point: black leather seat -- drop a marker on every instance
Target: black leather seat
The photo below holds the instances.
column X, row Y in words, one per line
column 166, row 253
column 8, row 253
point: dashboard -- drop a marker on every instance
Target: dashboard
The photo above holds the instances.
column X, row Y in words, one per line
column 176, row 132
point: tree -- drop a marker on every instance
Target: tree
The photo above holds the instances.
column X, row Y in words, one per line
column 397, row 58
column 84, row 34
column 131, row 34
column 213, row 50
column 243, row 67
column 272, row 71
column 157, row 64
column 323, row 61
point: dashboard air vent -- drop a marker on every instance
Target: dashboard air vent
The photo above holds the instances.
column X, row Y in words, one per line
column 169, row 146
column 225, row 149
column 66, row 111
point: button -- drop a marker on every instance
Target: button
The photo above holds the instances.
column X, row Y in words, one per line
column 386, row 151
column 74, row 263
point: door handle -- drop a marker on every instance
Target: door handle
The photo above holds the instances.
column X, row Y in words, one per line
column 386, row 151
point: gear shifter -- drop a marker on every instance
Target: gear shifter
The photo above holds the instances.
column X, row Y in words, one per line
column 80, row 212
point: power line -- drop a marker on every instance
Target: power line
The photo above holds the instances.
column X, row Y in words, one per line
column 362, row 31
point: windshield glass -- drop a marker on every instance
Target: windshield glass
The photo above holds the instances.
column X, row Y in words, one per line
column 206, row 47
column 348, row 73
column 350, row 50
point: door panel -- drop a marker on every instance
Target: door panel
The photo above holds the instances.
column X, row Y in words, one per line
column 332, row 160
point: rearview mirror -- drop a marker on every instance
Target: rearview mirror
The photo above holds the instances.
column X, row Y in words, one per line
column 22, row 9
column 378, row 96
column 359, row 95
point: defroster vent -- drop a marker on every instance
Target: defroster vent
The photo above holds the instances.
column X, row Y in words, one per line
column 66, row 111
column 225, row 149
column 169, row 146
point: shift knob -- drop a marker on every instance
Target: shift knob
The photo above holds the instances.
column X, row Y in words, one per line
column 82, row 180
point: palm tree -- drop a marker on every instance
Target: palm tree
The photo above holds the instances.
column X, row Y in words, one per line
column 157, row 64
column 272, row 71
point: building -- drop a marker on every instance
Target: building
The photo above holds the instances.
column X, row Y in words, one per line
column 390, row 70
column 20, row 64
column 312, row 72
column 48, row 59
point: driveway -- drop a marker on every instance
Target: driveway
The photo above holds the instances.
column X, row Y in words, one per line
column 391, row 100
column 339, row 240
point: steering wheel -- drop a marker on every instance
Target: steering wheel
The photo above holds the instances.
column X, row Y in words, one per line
================
*Exercise task*: Put every one of the rows above into a numbered list, skipping any blank lines.

*Reply*:
1. point: black leather seat -- drop a marker on every instance
2. Target: black leather seat
3. The photo below holds the instances.
4. column X, row Y in words, one per line
5. column 166, row 253
6. column 8, row 253
7. point: dashboard -- drop a marker on every instance
8. Target: dashboard
9. The photo above holds the instances.
10. column X, row Y in words, one per line
11. column 176, row 132
12. point: tree -- drop a marker on every instance
13. Target: tree
14. The photo above holds the instances.
15. column X, row Y in words, one per line
16. column 397, row 58
17. column 84, row 34
18. column 131, row 34
19. column 213, row 50
20. column 243, row 67
21. column 272, row 71
22. column 157, row 64
23. column 323, row 61
24. point: dashboard air vent -- drop a marker on every instance
25. Target: dashboard air vent
26. The photo above holds the instances.
27. column X, row Y in words, one per line
28. column 169, row 146
29. column 225, row 149
30. column 66, row 111
31. point: button -- drop a marker on every instance
32. Target: button
33. The photo above holds the instances.
34. column X, row Y in words, one per line
35. column 386, row 151
36. column 74, row 263
37. point: door handle -- drop a marker on every instance
38. Target: door handle
39. The photo above holds the instances.
40. column X, row Y in words, one per line
41. column 386, row 151
42. point: gear shifter -- drop a marker on every instance
43. Target: gear shifter
44. The photo above holds the instances.
45. column X, row Y in words, one per line
46. column 80, row 212
47. point: power line -- drop a marker on every instance
48. Target: power line
49. The photo above holds the instances.
50. column X, row Y in words, one per line
51. column 362, row 31
52. point: windshield glass -- drop a marker on every instance
53. Target: windshield glass
54. The photo above holds the instances.
55. column X, row Y in words, one per line
56. column 206, row 47
57. column 348, row 73
58. column 350, row 50
59. point: door panel -- drop a marker on every instance
60. Target: door panel
61. The photo above holds the instances.
62. column X, row Y in words, one per line
63. column 332, row 160
64. point: rearview mirror -- drop a marker on every instance
65. Target: rearview mirror
66. The photo above holds the instances.
67. column X, row Y in words, one per line
68. column 22, row 9
69. column 378, row 96
70. column 359, row 95
71. point: defroster vent -- drop a marker on every instance
72. Target: defroster vent
73. The photo above holds the instances.
74. column X, row Y in words, one per line
75. column 66, row 111
76. column 225, row 149
77. column 169, row 146
78. point: shift knob -- drop a marker on every instance
79. Target: shift knob
80. The photo above holds the instances.
81. column X, row Y in words, one per line
82. column 82, row 180
83. point: palm tree -- drop a marker on every instance
84. Target: palm tree
85. The photo above holds the instances.
86. column X, row Y in words, one per line
87. column 157, row 64
88. column 272, row 71
89. point: building -- drop a marker on every instance
90. Target: building
91. The photo above holds the instances.
92. column X, row Y in words, one per line
93. column 390, row 70
94. column 20, row 64
95. column 312, row 72
96. column 48, row 59
97. point: driveway -- drop a marker on every instance
98. Target: driveway
99. The photo above holds the instances.
100. column X, row Y in words, one per line
101. column 391, row 100
102. column 339, row 240
103. point: steering wheel -- drop a marker on every instance
104. Target: steering wheel
105. The photo above holds the instances.
106. column X, row Y in words, one per line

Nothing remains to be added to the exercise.